# start of Material for the task

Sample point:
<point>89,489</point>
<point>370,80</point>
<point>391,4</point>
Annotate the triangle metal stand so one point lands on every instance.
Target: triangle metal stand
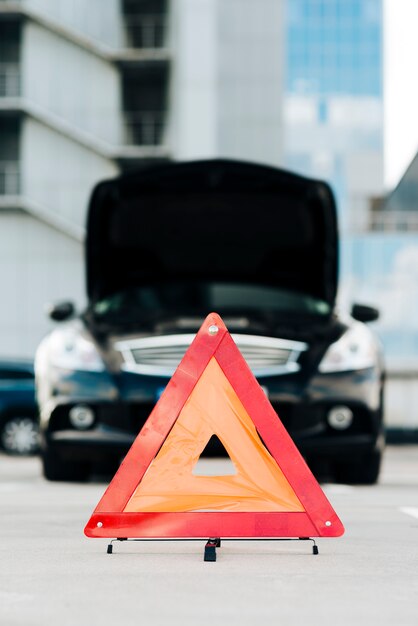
<point>215,542</point>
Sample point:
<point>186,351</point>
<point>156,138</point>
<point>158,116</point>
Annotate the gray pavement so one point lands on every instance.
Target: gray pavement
<point>51,574</point>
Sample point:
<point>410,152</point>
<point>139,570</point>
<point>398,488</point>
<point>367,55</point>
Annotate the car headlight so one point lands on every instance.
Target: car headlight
<point>355,350</point>
<point>71,350</point>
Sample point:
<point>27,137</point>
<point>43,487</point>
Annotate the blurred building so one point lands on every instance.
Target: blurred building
<point>398,211</point>
<point>333,108</point>
<point>89,88</point>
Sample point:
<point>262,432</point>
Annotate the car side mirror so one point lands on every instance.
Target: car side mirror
<point>364,313</point>
<point>60,311</point>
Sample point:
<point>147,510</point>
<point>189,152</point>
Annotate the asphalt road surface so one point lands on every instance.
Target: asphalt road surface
<point>50,574</point>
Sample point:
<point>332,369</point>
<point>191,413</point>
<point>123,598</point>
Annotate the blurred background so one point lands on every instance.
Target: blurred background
<point>92,88</point>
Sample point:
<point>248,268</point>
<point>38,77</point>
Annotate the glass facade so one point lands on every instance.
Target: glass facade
<point>334,130</point>
<point>334,47</point>
<point>333,109</point>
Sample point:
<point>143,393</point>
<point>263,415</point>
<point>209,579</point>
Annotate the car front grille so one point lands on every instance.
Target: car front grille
<point>159,356</point>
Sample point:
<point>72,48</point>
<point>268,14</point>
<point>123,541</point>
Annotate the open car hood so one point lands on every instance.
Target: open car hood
<point>215,220</point>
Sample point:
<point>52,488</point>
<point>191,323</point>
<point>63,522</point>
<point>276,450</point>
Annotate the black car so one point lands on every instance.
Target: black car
<point>19,432</point>
<point>166,246</point>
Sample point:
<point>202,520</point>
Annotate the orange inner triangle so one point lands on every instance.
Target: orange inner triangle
<point>213,408</point>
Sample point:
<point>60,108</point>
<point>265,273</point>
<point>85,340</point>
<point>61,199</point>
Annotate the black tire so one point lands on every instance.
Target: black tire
<point>55,468</point>
<point>362,471</point>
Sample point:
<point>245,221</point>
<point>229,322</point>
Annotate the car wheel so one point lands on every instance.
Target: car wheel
<point>363,471</point>
<point>20,436</point>
<point>55,468</point>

# end of Material for the task

▶ [What is required]: Show every line of the data above that contains the string "orange", treating uppercase and lowercase as different.

▶ [Exercise response]:
Annotate the orange inner triangle so one point lands on every instance.
Target: orange inner triangle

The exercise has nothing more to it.